# Yapılacak görev
Aşağıdaki materyalin tüm satırlarını, boş satırları atlayarak numaralı bir liste olarak verir misin?

(Çıkarılan kayıtlar)
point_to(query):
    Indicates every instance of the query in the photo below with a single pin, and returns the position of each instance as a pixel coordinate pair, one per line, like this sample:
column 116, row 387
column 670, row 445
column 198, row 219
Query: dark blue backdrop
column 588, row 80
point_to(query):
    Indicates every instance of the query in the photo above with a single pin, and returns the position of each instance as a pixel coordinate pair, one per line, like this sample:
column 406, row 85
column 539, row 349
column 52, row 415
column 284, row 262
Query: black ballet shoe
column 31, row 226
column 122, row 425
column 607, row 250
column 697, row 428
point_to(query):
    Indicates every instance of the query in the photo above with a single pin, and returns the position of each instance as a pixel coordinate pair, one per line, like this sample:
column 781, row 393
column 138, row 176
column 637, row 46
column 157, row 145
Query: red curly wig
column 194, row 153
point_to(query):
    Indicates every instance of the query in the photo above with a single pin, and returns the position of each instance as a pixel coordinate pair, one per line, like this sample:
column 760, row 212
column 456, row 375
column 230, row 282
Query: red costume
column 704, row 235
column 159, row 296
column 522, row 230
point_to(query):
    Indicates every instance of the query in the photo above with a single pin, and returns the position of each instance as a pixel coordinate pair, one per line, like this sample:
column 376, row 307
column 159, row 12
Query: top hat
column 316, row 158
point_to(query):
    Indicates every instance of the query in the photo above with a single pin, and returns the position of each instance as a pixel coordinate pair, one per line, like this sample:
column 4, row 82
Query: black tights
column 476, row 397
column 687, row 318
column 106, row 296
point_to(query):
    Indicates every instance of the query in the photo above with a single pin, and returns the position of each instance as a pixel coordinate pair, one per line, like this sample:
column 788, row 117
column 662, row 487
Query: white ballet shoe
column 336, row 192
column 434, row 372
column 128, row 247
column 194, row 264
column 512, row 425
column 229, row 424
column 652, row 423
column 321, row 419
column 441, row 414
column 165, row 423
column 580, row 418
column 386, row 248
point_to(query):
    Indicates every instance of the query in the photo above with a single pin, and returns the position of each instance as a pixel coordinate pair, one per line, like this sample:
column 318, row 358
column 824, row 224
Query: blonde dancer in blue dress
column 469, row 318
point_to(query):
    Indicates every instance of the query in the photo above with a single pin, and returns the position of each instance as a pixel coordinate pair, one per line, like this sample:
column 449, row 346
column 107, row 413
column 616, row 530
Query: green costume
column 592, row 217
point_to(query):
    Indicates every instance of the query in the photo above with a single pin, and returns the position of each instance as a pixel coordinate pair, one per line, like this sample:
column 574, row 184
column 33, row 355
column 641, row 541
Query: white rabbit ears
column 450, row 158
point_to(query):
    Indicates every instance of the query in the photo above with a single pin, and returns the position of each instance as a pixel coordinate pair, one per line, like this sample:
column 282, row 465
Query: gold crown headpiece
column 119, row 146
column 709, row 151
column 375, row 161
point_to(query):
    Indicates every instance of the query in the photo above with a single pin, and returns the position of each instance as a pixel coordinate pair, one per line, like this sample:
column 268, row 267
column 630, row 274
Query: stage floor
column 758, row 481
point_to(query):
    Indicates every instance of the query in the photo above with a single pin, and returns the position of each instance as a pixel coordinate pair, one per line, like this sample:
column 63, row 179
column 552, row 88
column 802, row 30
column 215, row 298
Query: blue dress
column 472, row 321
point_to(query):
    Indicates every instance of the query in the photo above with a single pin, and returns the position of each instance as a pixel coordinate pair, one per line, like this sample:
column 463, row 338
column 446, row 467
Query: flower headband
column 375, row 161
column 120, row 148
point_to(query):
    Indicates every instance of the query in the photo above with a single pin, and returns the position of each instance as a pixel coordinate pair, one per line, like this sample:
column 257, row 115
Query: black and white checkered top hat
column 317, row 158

# Görevin sonucu
1. point_to(query):
2.     Indicates every instance of the query in the photo below with a single pin, and returns the position of each instance as a pixel coordinate pair, one per line, like this sample:
3. column 116, row 387
4. column 670, row 445
5. column 198, row 219
6. Query: dark blue backdrop
7. column 588, row 80
8. point_to(query):
9.     Indicates every instance of the query in the photo above with a single pin, and returns the position of each instance as a pixel coordinate pair, one per line, like this sample:
10. column 406, row 85
11. column 539, row 349
12. column 52, row 415
13. column 284, row 262
14. Query: black ballet shoe
15. column 31, row 226
16. column 122, row 425
17. column 607, row 250
18. column 697, row 428
19. point_to(query):
20.     Indicates every instance of the query in the photo above with a single pin, and returns the position of each instance as a pixel coordinate pair, one per line, like this sample:
21. column 781, row 393
22. column 138, row 176
23. column 637, row 46
24. column 157, row 145
25. Query: red curly wig
26. column 194, row 153
27. point_to(query):
28.     Indicates every instance of the query in the photo above with a single pin, and returns the position of each instance as a pixel coordinate pair, one per line, like this sample:
29. column 760, row 212
30. column 456, row 375
31. column 230, row 282
32. Query: red costume
33. column 704, row 235
34. column 159, row 296
35. column 522, row 230
36. point_to(query):
37.     Indicates every instance of the query in the photo above with a single pin, and returns the position of each instance as a pixel coordinate pair, one per line, like this sample:
38. column 376, row 307
39. column 159, row 12
40. Query: top hat
41. column 316, row 158
42. point_to(query):
43.     Indicates every instance of the query in the photo above with a single pin, and returns the position of each instance as a pixel coordinate pair, one per line, like this sample:
44. column 4, row 82
45. Query: black tights
46. column 476, row 397
47. column 687, row 318
48. column 106, row 296
49. point_to(query):
50.     Indicates every instance of the query in the photo above with a single pin, and returns the position of each instance as a pixel coordinate pair, one per line, like this sample:
51. column 788, row 117
52. column 662, row 487
53. Query: white ballet shoe
54. column 336, row 192
55. column 434, row 372
56. column 128, row 247
57. column 194, row 264
58. column 512, row 425
59. column 229, row 424
60. column 652, row 423
61. column 321, row 419
62. column 441, row 414
63. column 165, row 423
64. column 580, row 418
65. column 386, row 248
66. point_to(query):
67.     Indicates every instance of the query in the photo above with a single pin, and returns the position of each instance as a pixel coordinate pair, one per line, like this sample:
68. column 318, row 358
69. column 824, row 224
70. Query: blonde dancer in blue dress
71. column 469, row 318
72. point_to(query):
73.     Indicates every instance of the query in the photo above with a single pin, and returns the position of each instance as a pixel coordinate pair, one per line, like this sample:
74. column 449, row 346
75. column 107, row 413
76. column 616, row 530
77. Query: green costume
78. column 592, row 217
79. point_to(query):
80.     Indicates every instance of the query in the photo above with a single pin, and returns the position of each instance as a pixel coordinate pair, one per line, like this sample:
81. column 574, row 184
82. column 33, row 355
83. column 641, row 541
84. Query: white rabbit ears
85. column 450, row 158
86. point_to(query):
87.     Indicates every instance of the query in the photo above with a single pin, and returns the position of each instance as a pixel coordinate pair, one per line, like this sample:
88. column 282, row 465
89. Query: gold crown headpiece
90. column 119, row 146
91. column 709, row 151
92. column 375, row 161
93. point_to(query):
94.     Indicates every instance of the query in the photo above with a single pin, and returns the position of each instance as a pixel coordinate pair, one per line, like this sample:
95. column 268, row 267
96. column 630, row 274
97. Query: stage floor
98. column 758, row 481
99. point_to(query):
100.     Indicates every instance of the query in the photo above with a single pin, and returns the position of each instance as a pixel coordinate pair, one per line, like this sample:
101. column 63, row 179
102. column 552, row 88
103. column 802, row 30
104. column 215, row 298
105. Query: blue dress
106. column 472, row 321
107. point_to(query):
108.     Indicates every instance of the query in the photo above with a single pin, and returns the position of each instance as a pixel coordinate pair, one per line, like this sample:
109. column 463, row 338
110. column 446, row 467
111. Query: flower headband
112. column 375, row 161
113. column 120, row 148
114. point_to(query):
115.     Indicates every instance of the query in the photo above with a single pin, and returns the position of each instance as a pixel coordinate pair, one per line, like this sample:
116. column 257, row 115
117. Query: black and white checkered top hat
118. column 317, row 158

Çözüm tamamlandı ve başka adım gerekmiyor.